WHAT THE TASK REQUIRES. Could you scale the items from the very first one through the line containing "[(113, 160), (315, 171)]", writing out those lines with each request unchanged and every coordinate in the answers multiplied by 2.6 and rounded to a whole number, halves up? Include nothing beyond that stretch.

━━ EXTRACTED MATERIAL ━━

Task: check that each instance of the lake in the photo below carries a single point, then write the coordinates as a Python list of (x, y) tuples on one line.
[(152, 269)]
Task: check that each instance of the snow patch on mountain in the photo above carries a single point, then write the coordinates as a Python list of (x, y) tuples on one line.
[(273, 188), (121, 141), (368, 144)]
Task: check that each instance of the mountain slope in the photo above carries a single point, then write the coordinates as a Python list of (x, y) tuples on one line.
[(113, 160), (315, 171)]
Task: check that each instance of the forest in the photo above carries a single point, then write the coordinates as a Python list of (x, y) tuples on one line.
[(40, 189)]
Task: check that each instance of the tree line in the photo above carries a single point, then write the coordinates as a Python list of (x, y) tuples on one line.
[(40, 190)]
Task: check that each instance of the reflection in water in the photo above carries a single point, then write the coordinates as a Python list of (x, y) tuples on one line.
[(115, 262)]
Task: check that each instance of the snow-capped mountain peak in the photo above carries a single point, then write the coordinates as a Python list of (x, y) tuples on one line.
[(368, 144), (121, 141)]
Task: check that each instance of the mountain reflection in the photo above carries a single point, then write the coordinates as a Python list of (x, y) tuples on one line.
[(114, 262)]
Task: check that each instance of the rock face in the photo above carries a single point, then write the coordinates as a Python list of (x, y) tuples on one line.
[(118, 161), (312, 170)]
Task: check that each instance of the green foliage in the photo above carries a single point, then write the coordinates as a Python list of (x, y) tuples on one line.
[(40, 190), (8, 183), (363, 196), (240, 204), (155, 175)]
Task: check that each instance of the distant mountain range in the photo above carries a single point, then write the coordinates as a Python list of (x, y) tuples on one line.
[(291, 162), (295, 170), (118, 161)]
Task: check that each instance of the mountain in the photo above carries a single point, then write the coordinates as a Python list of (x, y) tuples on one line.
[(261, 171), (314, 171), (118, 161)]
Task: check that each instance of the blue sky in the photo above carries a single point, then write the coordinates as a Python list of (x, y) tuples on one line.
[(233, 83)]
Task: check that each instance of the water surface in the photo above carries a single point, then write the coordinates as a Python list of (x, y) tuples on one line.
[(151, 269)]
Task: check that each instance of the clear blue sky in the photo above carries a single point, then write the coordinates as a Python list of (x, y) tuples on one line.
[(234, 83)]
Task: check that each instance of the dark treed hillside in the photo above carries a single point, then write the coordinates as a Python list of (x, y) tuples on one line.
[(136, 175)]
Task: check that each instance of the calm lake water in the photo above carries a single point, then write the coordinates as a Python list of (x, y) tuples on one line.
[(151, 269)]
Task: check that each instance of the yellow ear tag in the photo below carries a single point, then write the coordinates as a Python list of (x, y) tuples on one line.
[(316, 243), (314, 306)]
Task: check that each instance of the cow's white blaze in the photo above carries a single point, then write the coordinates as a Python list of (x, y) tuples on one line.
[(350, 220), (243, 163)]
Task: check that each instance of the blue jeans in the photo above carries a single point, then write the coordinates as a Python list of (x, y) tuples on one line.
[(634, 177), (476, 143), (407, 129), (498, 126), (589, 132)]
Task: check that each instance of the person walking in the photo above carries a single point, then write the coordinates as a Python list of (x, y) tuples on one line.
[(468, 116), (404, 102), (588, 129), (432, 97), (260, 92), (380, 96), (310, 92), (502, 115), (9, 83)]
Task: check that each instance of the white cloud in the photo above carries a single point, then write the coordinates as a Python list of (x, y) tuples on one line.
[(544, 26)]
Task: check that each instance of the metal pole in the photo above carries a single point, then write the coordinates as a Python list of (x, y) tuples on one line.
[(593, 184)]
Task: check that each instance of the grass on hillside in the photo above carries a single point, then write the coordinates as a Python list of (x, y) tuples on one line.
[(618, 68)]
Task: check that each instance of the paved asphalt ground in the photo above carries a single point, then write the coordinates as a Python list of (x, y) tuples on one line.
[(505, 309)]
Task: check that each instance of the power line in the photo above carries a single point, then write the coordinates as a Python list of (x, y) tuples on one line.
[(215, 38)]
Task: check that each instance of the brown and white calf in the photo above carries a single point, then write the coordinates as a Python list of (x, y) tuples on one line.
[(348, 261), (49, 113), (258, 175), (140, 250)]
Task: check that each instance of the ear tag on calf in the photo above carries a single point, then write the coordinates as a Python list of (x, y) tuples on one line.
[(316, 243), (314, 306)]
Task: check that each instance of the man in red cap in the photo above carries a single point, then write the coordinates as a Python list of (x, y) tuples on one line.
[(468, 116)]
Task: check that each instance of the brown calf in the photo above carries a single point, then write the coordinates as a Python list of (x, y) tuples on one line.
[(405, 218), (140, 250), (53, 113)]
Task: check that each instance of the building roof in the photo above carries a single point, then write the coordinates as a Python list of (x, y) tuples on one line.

━━━

SOLUTION FOR THIS EXERCISE.
Task: check that each instance of the lake in the photo below carries a single point, then write the coordinates as a Python list of (x, y) tuples on one line.
[(395, 699)]
Task: check that each instance of the snow patch on mountain in the photo above carries a single point, then write the coordinates as a Python list of (x, y) tuples on one line.
[(710, 489), (315, 367), (957, 374)]
Task: check that each instance of the mountain slope in the photo above carries a single point, then write the coordinates as a Python list of (x, y) tuples on one line.
[(294, 416), (819, 445)]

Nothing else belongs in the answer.